# Instructions for the task:
Rewrite the entries below, changing every "drop a point" to "place a marker" and leaving everything else as it is.

==================================================

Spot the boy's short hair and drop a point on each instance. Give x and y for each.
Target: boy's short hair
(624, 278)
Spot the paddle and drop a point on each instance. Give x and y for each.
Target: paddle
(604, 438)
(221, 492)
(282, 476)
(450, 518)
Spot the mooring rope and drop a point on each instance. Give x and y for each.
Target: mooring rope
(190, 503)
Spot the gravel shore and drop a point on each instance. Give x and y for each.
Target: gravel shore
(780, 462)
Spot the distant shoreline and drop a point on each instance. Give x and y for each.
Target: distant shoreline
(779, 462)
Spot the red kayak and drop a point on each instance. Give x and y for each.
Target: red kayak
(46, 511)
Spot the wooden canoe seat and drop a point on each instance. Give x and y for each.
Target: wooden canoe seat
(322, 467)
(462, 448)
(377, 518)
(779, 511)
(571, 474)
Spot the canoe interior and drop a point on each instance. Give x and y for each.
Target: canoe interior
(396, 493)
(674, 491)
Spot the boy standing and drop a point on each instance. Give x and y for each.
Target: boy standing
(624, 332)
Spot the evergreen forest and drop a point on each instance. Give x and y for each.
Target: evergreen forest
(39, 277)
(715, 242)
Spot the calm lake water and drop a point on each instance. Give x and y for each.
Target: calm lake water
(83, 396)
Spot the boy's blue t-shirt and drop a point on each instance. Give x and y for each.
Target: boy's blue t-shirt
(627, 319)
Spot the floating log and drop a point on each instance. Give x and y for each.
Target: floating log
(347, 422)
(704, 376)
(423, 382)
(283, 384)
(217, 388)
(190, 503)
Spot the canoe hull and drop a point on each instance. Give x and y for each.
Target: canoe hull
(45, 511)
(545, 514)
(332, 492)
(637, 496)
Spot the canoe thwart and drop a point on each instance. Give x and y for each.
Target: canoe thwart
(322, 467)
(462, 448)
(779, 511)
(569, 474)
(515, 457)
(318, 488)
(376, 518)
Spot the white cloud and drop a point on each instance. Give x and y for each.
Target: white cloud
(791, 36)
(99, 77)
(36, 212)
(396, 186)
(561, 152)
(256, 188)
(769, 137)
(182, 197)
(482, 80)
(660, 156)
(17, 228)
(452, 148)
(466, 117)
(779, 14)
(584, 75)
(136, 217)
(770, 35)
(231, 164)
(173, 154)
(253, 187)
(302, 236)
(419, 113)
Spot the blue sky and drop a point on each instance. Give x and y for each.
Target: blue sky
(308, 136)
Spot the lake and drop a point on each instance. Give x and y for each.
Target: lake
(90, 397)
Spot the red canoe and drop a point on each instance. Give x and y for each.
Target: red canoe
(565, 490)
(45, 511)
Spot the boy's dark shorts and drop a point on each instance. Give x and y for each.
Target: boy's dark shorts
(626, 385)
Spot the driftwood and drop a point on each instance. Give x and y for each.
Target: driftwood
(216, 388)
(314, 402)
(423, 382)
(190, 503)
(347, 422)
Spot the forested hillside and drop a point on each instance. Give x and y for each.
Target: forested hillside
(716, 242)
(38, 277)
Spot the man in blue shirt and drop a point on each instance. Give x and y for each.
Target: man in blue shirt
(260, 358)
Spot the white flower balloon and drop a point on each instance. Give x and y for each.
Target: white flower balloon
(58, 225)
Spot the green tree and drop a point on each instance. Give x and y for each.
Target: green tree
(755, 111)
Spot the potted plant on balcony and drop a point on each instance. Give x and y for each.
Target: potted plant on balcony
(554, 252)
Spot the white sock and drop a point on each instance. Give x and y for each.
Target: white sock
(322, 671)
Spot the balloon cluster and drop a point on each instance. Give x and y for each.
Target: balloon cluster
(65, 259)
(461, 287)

==================================================

# Complete answer:
Spot the boy's short hair and place a marker on each instance. Give x and y for each.
Target: boy's short hair
(624, 278)
Spot the paddle and place a marker on each instance. Give x and y for each.
Target: paddle
(604, 438)
(221, 492)
(282, 476)
(450, 518)
Spot the mooring rope and place a marker on each instance. Give x and y for each.
Target: mooring rope
(190, 503)
Spot the gravel shore and place a marker on each instance. Give x and y for each.
Target: gravel shore
(780, 462)
Spot the distant shoreline and place a marker on each instance. Give x and y for each.
Target: distant shoreline
(779, 462)
Spot the red kayak and place a marker on each instance. Give x and y for each.
Target: red kayak
(46, 511)
Spot the wooden canoe seat and place a marker on each instance. Give x and y for each.
Target: wooden canoe seat
(322, 467)
(462, 448)
(377, 518)
(779, 511)
(571, 474)
Spot the canoe interior and place a marker on each instance. Give x and y for each.
Target: canoe interior
(396, 493)
(674, 491)
Spot the boy standing and place a marker on each instance. Give x and y for each.
Target: boy standing
(624, 332)
Spot the evergreen forest and place a marker on each instance. Give x and y for each.
Target: evergreen forest
(39, 277)
(715, 242)
Spot the calm lake water and place a marker on each instance. Give x and y for each.
Target: calm lake water
(83, 396)
Spot the boy's blue t-shirt and place a marker on each instance. Give x and y for each.
Target: boy's blue t-shirt
(627, 319)
Spot the floating log and place a marker on each instance. Give x and y for each.
Target: floating log
(347, 422)
(704, 376)
(423, 382)
(283, 384)
(217, 388)
(190, 503)
Spot the canoe hull and place a marker on each instance. Give x and y for each.
Target: canoe hull
(45, 511)
(545, 514)
(332, 492)
(637, 496)
Spot the canoe thwart and place a marker on each instance. Give x and y for each.
Target: canoe thwart
(322, 467)
(462, 448)
(779, 511)
(569, 474)
(515, 457)
(318, 488)
(376, 518)
Spot the white cloud and place a marker on each instance. Give x and y for each.
Target: white cloud
(791, 36)
(99, 77)
(36, 212)
(396, 186)
(561, 152)
(256, 188)
(769, 137)
(182, 197)
(482, 80)
(660, 156)
(17, 228)
(452, 148)
(466, 117)
(779, 14)
(584, 75)
(136, 217)
(770, 35)
(231, 164)
(173, 154)
(253, 187)
(302, 236)
(419, 113)
Spot the blue sky and place a marker on each instance. Give x and y for each.
Target: blue sky
(308, 136)
Spot the lake and place a marker on each instance. Give x and y for each.
Target: lake
(90, 397)
Spot the red canoe and place a marker on each instance. Give x and y for each.
Target: red canoe
(565, 490)
(45, 511)
Spot the boy's dark shorts and place a marker on each instance. Give x and y for each.
Target: boy's dark shorts
(626, 385)
Spot the driftwood and place a marker on each instance. Give x and y for each.
Target: driftwood
(216, 388)
(314, 402)
(423, 382)
(190, 503)
(347, 422)
Spot the forested hillside and place a marker on each instance. Give x and y for each.
Target: forested hillside
(716, 242)
(38, 277)
Spot the man in blue shirt and place a marker on each instance. Give x and y for each.
Target: man in blue shirt
(260, 358)
Spot the white flower balloon and place a marker on each instance. Give x and y for each.
Target: white flower balloon
(58, 225)
Spot the green tree and place a marker on each instance. Give x and y for each.
Target: green tree
(755, 111)
Spot the potted plant on balcony and place a marker on each instance. Give x and y for each.
Target: potted plant on balcony
(554, 252)
Spot the white sock and place a marker on each instance. Give x and y for each.
Target: white sock
(322, 671)
Spot the balloon cluster and place a marker on each instance. Give x and y for each.
Target: balloon cluster
(65, 259)
(461, 287)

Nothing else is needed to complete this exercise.